** TASK STATEMENT **
Without changing a word, copy every line of the listing below and leave out the images.

▼

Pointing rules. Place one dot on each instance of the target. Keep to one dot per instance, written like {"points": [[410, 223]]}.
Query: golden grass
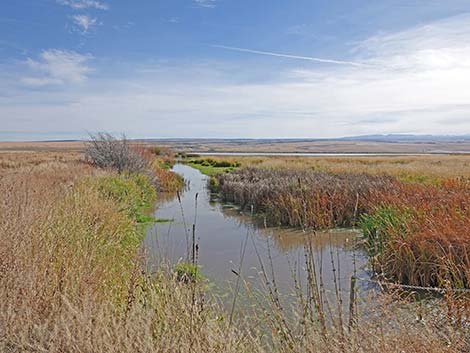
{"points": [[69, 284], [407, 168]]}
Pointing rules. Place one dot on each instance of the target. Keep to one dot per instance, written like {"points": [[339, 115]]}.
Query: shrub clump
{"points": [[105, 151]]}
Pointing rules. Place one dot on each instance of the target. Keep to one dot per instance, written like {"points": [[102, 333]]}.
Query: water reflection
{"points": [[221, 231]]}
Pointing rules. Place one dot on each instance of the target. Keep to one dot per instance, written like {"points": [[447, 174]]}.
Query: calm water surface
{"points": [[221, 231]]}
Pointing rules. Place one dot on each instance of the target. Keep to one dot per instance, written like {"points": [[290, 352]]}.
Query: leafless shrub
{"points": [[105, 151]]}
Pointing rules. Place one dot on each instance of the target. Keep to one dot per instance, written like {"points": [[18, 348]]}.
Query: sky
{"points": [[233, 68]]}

▲

** SOLUTION TO THIS PROBLEM **
Pointing rules. Place one dot on each instance of the target. Keep to one dot per instance, written like {"points": [[410, 223]]}.
Query: golden grass
{"points": [[69, 284], [407, 168]]}
Pointing rules. Place one dot on each instance of the target. Keep to one dot per instance, written like {"points": [[339, 115]]}.
Query: shrub clump
{"points": [[105, 151]]}
Pointing rules. Place one dot on each instance of the target. Keep to one dot per instance, written like {"points": [[102, 333]]}.
Query: water reflection
{"points": [[221, 231]]}
Pointing rules. Place one dot on each instance of the target. Keep to one dot per instance, written like {"points": [[447, 174]]}.
Query: calm water surface
{"points": [[221, 231]]}
Pointing rules. Place one dot on each instance of the target. Keep to one dot per instance, written like {"points": [[290, 352]]}.
Query: leafless shrub
{"points": [[105, 151]]}
Pointing rules. Place one dot on each instance of the target. Keep to one dot per instance, written like {"points": [[18, 348]]}.
Query: sky
{"points": [[233, 68]]}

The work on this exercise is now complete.